─── Data records

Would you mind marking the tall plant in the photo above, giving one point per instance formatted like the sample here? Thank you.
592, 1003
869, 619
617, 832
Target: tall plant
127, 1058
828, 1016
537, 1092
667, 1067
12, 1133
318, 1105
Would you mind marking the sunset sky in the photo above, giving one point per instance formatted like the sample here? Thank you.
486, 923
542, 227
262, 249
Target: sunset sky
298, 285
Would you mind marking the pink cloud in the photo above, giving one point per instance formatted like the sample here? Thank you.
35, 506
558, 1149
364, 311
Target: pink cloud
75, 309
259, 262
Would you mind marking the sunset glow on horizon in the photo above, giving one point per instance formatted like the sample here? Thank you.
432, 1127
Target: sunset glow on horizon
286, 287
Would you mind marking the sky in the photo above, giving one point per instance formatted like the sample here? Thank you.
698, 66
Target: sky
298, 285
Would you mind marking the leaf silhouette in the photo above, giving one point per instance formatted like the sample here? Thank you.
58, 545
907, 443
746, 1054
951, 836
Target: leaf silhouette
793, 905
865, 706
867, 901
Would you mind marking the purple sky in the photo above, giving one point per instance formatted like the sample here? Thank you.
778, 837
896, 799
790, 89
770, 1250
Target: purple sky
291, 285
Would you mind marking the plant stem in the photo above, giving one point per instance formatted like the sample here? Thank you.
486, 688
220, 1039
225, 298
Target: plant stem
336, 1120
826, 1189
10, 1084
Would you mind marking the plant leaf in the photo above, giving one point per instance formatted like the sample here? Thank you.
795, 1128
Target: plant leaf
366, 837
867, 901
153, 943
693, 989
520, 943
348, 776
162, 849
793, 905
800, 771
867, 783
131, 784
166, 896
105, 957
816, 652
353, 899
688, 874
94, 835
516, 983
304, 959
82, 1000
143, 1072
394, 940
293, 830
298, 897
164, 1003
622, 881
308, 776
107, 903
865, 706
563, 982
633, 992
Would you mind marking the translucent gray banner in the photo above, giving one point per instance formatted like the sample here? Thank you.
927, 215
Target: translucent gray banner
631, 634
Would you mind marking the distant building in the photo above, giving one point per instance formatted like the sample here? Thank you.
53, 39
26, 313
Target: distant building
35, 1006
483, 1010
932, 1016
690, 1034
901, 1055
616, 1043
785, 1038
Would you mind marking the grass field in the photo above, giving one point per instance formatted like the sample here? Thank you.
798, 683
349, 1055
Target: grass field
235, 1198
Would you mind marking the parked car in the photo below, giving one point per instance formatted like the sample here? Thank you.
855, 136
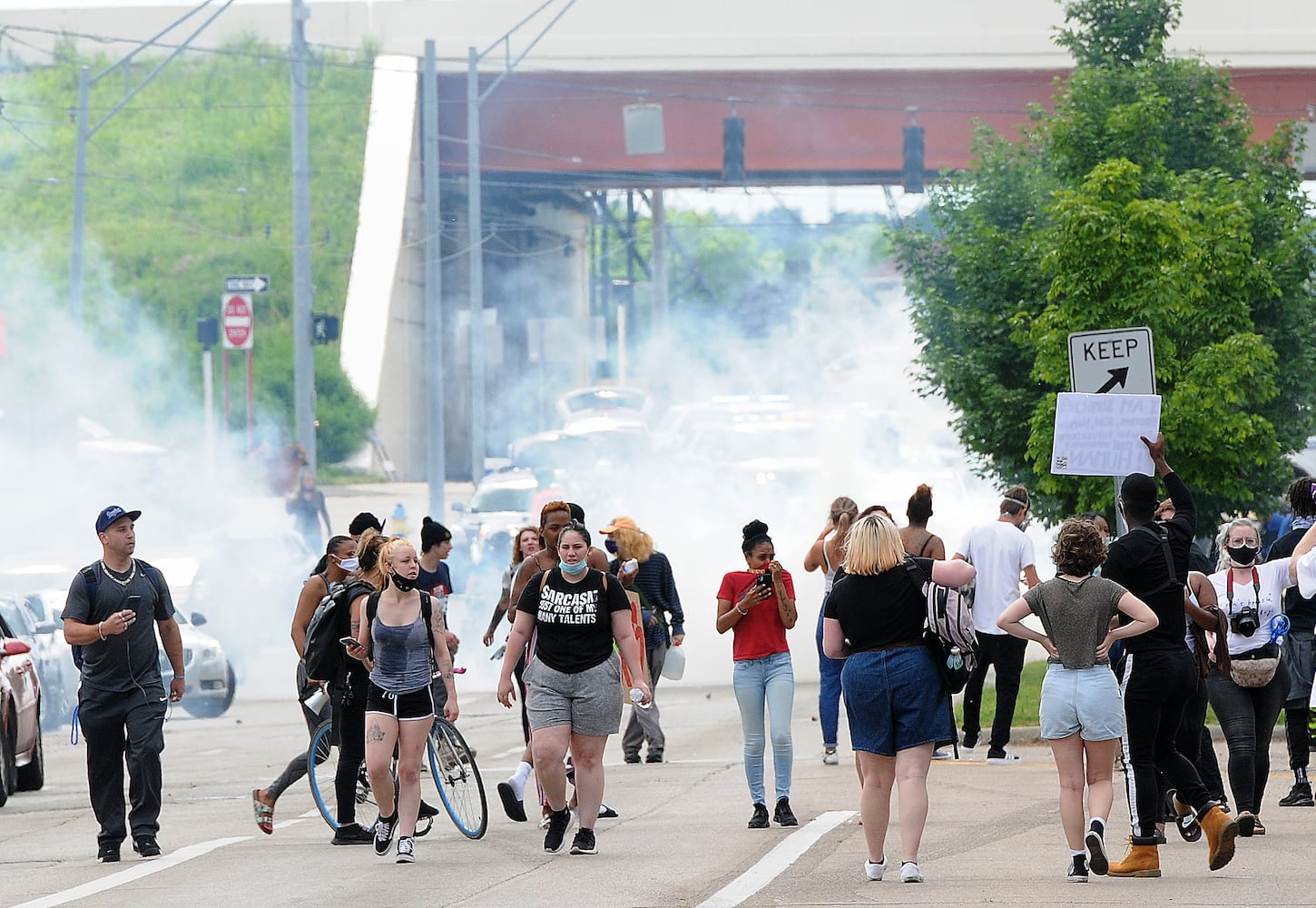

──────

**Exercise requirements:**
A faithful copy of every record is required, with no pictures included.

**Solution to this problem:**
Would you mind marking the tall plant in the photo above, giving one point per instance formatted like the sample here? Thank you.
592, 1003
869, 619
617, 832
Target: tall plant
127, 1058
828, 1016
537, 1092
667, 1067
12, 1133
318, 1105
Would you mind marking the sunset sky in the photo above, giving one point per instance formatted like the sample here? Thank you.
486, 923
542, 227
262, 249
Target: sunset sky
298, 285
Would you mind marking the pink cloud in the photo above, giving one point per instance formatted like the sample here? Thank you.
35, 506
558, 1149
364, 311
Target: pink cloud
75, 309
259, 262
Would you mind marking the sunset glow on horizon in the photo above, giving one point per instance formatted like the sample here? Thank you.
432, 1127
Target: sunset glow on horizon
286, 287
Would you mind marking the sky in the photo above, giving one point per instance formatted like the sample here? Thank you.
698, 66
Target: sky
298, 285
Would you mind marking the leaf silhouette in the photo above, giving one point per instance formatted like the sample here? Thank you.
58, 545
907, 443
746, 1054
951, 836
Target: leaf silhouette
793, 905
865, 706
867, 901
Would you mind marking the purple sky in the photo above, giving one point per instance formatted like the sample here? Thank you.
778, 837
896, 799
790, 89
770, 1250
Target: purple sky
291, 285
Would you mind marking the plant stem in the photo above, giving one point per instance formatted like the sample here? Thank you.
486, 688
220, 1039
225, 298
Target: plant stem
336, 1120
826, 1189
10, 1084
Would you mind marking the plant leaf in the photo above, giving one point per instance formatted like the sample here? Thank you.
795, 1128
Target: plant leaf
366, 837
867, 901
153, 943
693, 989
520, 943
348, 776
162, 849
793, 905
800, 771
867, 783
131, 784
166, 896
105, 957
816, 652
353, 899
688, 874
94, 835
516, 983
304, 959
82, 1000
143, 1072
394, 940
293, 830
298, 897
164, 1003
622, 881
308, 776
107, 903
865, 706
563, 982
633, 992
Would you mind marking the translucent gray banner in the photo above, giving one point per instance formatted like the sample here? Thank you.
927, 215
Target: translucent gray banner
631, 634
Would you mind marking the distant building in the photo above, giving one point per instance formatted like the sample here? Thank you.
53, 39
26, 313
Target: distant building
35, 1006
483, 1010
932, 1016
690, 1034
901, 1055
616, 1043
785, 1038
Would you mind marking the grass field in the photo above, giving one point per instance formatted like the sample here? Thank you.
798, 683
349, 1055
Target: grass field
235, 1198
Would you mind marking the parked car in the photo below, giving one point per instance formatted like the sample here? Thank you.
855, 136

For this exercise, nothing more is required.